[Set task]:
Rewrite all of the lines below, changing every "lesson" to "exercise" and leaving everything else unchanged. Omit the pictures from your answer.
── Data supplied
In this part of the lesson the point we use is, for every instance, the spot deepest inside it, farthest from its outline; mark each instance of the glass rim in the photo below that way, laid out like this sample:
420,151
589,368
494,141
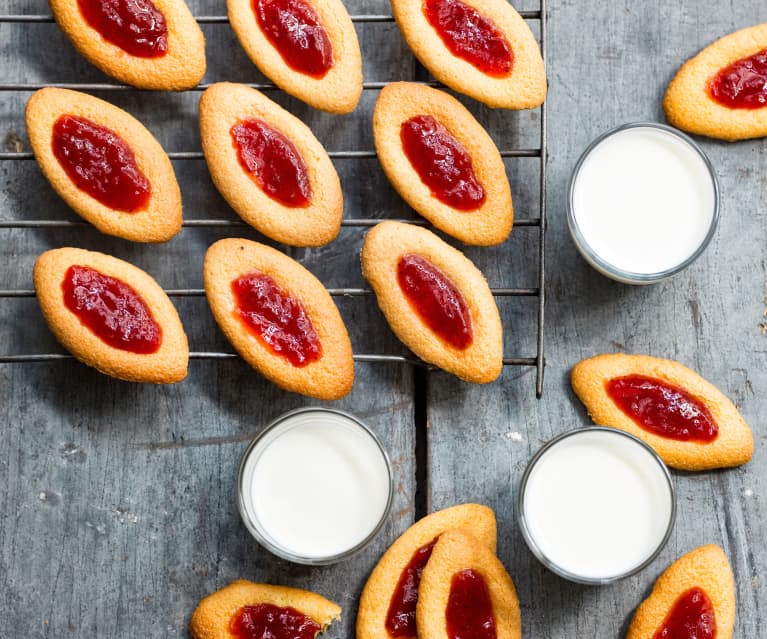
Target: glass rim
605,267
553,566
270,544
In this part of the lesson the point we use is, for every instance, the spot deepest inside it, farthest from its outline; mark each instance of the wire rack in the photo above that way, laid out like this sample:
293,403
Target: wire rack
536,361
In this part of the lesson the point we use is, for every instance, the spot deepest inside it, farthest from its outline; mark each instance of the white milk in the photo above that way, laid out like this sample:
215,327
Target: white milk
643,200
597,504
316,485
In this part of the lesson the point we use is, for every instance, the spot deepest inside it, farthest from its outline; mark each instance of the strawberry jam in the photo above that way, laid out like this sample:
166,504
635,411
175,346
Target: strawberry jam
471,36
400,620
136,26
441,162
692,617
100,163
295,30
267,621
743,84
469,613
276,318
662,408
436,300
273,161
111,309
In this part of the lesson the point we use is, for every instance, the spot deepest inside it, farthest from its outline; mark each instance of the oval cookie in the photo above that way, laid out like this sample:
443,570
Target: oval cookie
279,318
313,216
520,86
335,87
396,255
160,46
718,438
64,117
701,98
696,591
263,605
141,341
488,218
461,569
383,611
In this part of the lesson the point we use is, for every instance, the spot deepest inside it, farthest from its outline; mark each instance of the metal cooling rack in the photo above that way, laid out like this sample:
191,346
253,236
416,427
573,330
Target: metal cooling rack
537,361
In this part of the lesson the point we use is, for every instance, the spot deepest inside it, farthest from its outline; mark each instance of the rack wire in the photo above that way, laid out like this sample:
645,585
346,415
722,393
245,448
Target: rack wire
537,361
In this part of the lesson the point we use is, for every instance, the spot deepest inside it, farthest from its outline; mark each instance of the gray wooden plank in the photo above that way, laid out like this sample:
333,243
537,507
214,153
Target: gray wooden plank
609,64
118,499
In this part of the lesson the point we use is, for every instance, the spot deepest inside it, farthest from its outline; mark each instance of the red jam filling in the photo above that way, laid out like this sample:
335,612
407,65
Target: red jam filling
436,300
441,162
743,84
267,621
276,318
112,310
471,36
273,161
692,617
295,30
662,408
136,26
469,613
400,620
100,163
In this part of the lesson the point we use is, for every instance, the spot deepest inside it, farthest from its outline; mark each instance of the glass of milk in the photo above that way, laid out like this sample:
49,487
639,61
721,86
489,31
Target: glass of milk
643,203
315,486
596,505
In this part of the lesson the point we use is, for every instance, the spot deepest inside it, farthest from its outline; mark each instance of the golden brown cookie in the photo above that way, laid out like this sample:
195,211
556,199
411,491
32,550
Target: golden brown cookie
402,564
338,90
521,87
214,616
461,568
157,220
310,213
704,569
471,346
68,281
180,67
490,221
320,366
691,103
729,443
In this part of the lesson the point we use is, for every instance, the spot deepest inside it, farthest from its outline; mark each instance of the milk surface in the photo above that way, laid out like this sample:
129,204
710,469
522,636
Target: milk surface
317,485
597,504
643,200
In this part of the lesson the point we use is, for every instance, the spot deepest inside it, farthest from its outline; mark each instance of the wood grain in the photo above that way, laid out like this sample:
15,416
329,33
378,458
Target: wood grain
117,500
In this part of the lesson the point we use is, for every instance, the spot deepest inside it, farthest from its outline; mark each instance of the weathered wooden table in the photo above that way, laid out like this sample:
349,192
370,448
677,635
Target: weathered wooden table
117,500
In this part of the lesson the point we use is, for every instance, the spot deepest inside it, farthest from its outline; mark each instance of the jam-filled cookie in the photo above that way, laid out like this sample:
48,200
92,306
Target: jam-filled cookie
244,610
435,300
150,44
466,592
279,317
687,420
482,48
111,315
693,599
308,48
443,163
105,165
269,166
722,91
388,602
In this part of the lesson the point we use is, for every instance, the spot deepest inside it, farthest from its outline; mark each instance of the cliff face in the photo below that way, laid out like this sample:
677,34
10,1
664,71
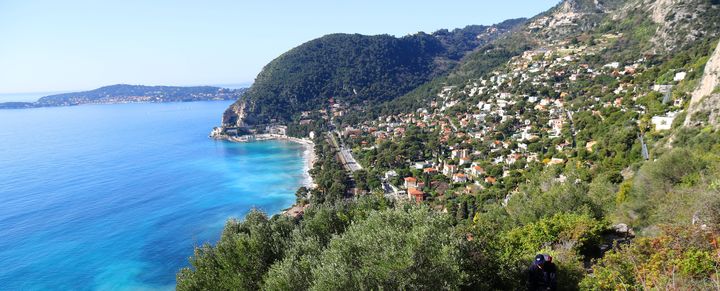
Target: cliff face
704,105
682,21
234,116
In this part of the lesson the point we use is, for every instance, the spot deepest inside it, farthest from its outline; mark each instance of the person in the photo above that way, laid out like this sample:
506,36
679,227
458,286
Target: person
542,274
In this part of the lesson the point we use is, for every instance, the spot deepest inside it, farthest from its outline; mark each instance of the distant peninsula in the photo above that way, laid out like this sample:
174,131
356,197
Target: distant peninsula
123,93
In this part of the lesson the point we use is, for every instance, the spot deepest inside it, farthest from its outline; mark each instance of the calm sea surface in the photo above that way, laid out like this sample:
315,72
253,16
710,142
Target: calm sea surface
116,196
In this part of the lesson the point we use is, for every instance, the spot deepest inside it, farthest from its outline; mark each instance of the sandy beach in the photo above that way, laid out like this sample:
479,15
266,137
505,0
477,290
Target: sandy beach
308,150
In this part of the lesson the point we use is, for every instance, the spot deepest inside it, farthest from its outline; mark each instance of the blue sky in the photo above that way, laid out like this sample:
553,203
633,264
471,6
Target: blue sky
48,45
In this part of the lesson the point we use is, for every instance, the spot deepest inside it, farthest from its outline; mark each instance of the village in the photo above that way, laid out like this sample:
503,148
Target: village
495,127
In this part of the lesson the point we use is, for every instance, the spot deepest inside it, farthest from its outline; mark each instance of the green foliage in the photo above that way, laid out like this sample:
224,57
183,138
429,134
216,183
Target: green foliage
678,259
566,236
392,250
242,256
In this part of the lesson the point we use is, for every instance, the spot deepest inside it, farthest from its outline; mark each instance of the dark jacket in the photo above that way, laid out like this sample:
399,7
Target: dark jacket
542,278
────
[Written answer]:
In this part of the exercise the point we use is, for every instance, the spot deepest inside it, farthest from its outline; mark each instance of the glass rim in the photo below that way, laid out like this sample:
420,151
589,368
494,141
Target: glass rim
605,267
553,566
270,544
In this part of the exercise the point we use is, for every instance, the spot deepest inside it, farthest from its outline; mark each instance of the wire rack in the photo above that way, laid out like this sample:
293,403
Target: wire rack
536,361
In this part of the exercise the point we use is, for every instance, the spot deepest inside it, farthest from its outline; mark each instance of the white milk in the photo above that way, laid out like this sample:
215,327
Target: white milk
643,200
597,504
316,485
In this part of the exercise the point we use is, for every instance, the spot deepest inside it, farthest from its outline; mark each instance of the strawberry jam in the photo above that way, laid out like this sample:
166,504
635,411
175,346
Target: strawberry jam
471,36
400,620
136,26
441,162
692,617
100,163
295,30
267,621
743,84
469,613
276,318
662,408
436,300
273,161
111,309
In this part of the exercise the point we use is, for every instance, the spot deepest inside it, farthest from its outline; mark each instance of the oval cookie in the photo above that way, laid out like this sample:
443,570
Target: oval cookie
279,318
313,216
520,86
335,87
396,255
160,46
718,438
64,117
701,98
696,591
263,605
141,341
488,218
461,569
383,611
In this part of the exercise the point we use is, for every instance, the spot deepest inside it, farthest from its outline; mark each instance of the metal cooling rack in the photo above that way, laid out like this sample:
191,346
253,236
416,427
573,330
Target: metal cooling rack
537,361
In this part of the exercise the point we use is, for every instance, the spot deepest inside it, farthest from its outline; mark each instance of the rack wire in the photo above that way, laid out like this sample:
645,585
346,415
722,393
245,448
Target: rack wire
537,361
In this part of the exercise the point we use is, for every instance, the spot deepest inside it, farthest from its outline; mark each instance of the gray wooden plank in the photo above that way, laid out like this sample:
333,243
537,507
214,153
Target: gray wooden plank
609,64
118,499
In this part of the exercise the point we use is, for every instance, the spot deepest inside it, farthest from its outline; mark each instance of the red jam filling in the photo above that way, laid out like this sample:
335,612
407,65
Target: red jam filling
436,300
441,162
743,84
267,621
276,318
112,310
471,36
273,161
692,617
295,30
662,408
136,26
469,613
400,620
100,163
In this part of the exercise the point we use is, for every instance, the spot deepest inside it, farthest from its outline; mark each instance of the glass of milk in the photo above that way, laid out like this sample:
49,487
639,61
721,86
489,31
Target: glass of milk
643,203
315,486
596,505
In this part of the exercise the point we use is, for every instance, the spot deepest inside it, farthest from its outline; mark each instance of the golden brown cookie in the photo above that way, laid out like this sample:
195,211
556,199
411,491
32,550
Target: golden brown cookie
402,564
338,90
521,87
214,616
461,568
157,220
310,213
704,569
471,346
68,281
180,67
490,221
320,366
691,103
729,443
In this part of the exercise the point we use is, for every instance, the spot deepest inside it, farthest from its outline; mark each instance of the milk surface in the photo above that way, laid out like this sample:
129,204
710,469
522,636
Target: milk surface
317,485
597,504
643,200
In this part of the exercise the point we use is, for every instance, the spot deepest inside it, farthest from its outline; mark each instance of the wood grain in the photo above that way, laid out like this sample:
15,416
329,33
378,458
Target: wood grain
117,500
In this part of the exercise the point we use is, for every instance, the spot deepest inside it, farthest from its outline; mark each instance of the weathered wooden table in the photo above that way, laid out like this sample:
349,192
370,448
677,635
Target: weathered wooden table
117,500
In this part of the exercise the point we use is, for every instance, the spot deepest inside it, farthest from its outline; mark each instance of the jam-filled cookie in the photo above that way, laid out like this sample:
48,200
92,306
Target: jam-filled cookie
244,610
435,300
150,44
466,592
279,317
687,420
482,48
111,315
693,599
308,48
443,163
105,165
269,166
722,91
388,602
In this part of the exercise the point we use is, for every instance, the spot deepest inside it, farthest from its outline; mark each instance of the cliff face in the photo below that way, laid out like this sample:
677,34
10,1
664,71
Target: cliff face
704,105
682,21
234,116
In this part of the exercise the point we use is, for every instance, the spot deepest inside it, farthest from its outline; mark each instance of the person in the photo above that way, laid out like this sample:
506,36
679,227
458,286
Target: person
542,274
In this part of the exercise the point we use is, for every instance, the spot deepest inside it, farthest from its outline; mark each instance of the distant peninsula in the photo above that way, laid out like this sample:
174,131
356,197
Target: distant peninsula
123,93
In this part of the exercise the point we use is, for every instance, the spot deepest inside it, farthest from its outline; mark each instance of the calm sea surface in the photo above that way, laid out like this sample:
315,72
253,16
710,142
Target: calm sea surface
116,196
In this part of the exercise the point we use is, for every instance, the spot deepest inside it, farthest from its outline; mark each instance of the sandy beach in the photo above that way, laid out like this sample:
479,15
266,137
505,0
477,290
Target: sandy beach
308,150
In this part of the exercise the point we use is, for every instance, the spot deepest inside it, farthest from its outline; mark each instance of the blue sky in the photo above that way, laid out like this sample:
553,203
633,264
471,6
Target: blue sky
48,45
In this part of the exercise the point we use is, for every instance, the spot deepest inside it, farthest from its outline; mark each instance of the village in the photo above that way, laid out like this sample:
503,148
Target: village
495,127
In this part of the exercise the point we use is, for every instance, the spot deepest inside it, farthest from its outline; mark each instance of the green foliage in the photo above that way, laid out like this sample:
224,57
183,138
429,134
216,183
Target: green foliage
678,259
566,236
392,250
242,256
In this part of the exercise the point we use is, for every instance, the spot deepest inside it, farthest from its outline; mark each instance of the dark jacket in the photo above that way, laid out like this sample:
399,7
Target: dark jacket
542,278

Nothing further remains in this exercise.